# Cow milk vs. Goat milk soap experiment



## Ark

Would someone mind telling me the difference you have noticed between goat milk soap and cow milk soap?
I did an experiment the other day - to see how it turned out go to: http://four-mile-farm.blogspot.com/

I just used the simplest recipe possible. Milk, lard, and lye. I used lemongrass essential oil in both batches.

Which milk is *your  * favorite?


----------



## Ark

I know a certain someone on here is going to speak up in favor of cow milk.  So, maybe that someone could tell me why it "curdles" when you put the lye in. 

And, I just thought I would add that the milk I used was from our Jersey and it was fresh and raw, as was the goat milk from our own goats. Just thought I would point that out in case someone thought I was using nasty old store bought "chalk water". :baby04:


----------



## beaglady

I've used both and can't really tell the difference. Both were raw, fresh (before I froze them) and from local dairies. I don't make soap with the cow's milk anymore, simply because customers would invariably choose one with goat's milk over one with the cow's milk, regardless of scent.


----------



## kidsngarden

I've soaped with both and never noticed a difference in the soap or with the curdling, or ashing etc. (hate to say that as all I make is GM!) I do have customers who swear that GM is better than cows milk soap after trying both.

I actually was without GM for many months and unprepared with GM in my freezer so I used cows in many a batch so it wasn't just a one time thing. Had to adjust my labels to read "milk soap" instead of "goat milk soap".

To be honest, I think it's label appeal. I think GM is more popular in soaping circles and with the handcraft soap addicts and so that is what they buy. (again, hate to confess that as well!)

**Stored records**:
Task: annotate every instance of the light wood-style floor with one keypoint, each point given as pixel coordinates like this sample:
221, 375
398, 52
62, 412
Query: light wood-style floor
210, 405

**Exercises**:
[1] Give each distinct username that posts in the milk soap thread, listing each name once.
[2] Quote the milk soap thread word for word, everything from "I know a certain" down to "regardless of scent.".

**Answers for the exercise**:
[1]
Ark
beaglady
kidsngarden

[2]
I know a certain someone on here is going to speak up in favor of cow milk.  So, maybe that someone could tell me why it "curdles" when you put the lye in. 

And, I just thought I would add that the milk I used was from our Jersey and it was fresh and raw, as was the goat milk from our own goats. Just thought I would point that out in case someone thought I was using nasty old store bought "chalk water". :baby04:


----------



## beaglady

I've used both and can't really tell the difference. Both were raw, fresh (before I froze them) and from local dairies. I don't make soap with the cow's milk anymore, simply because customers would invariably choose one with goat's milk over one with the cow's milk, regardless of scent.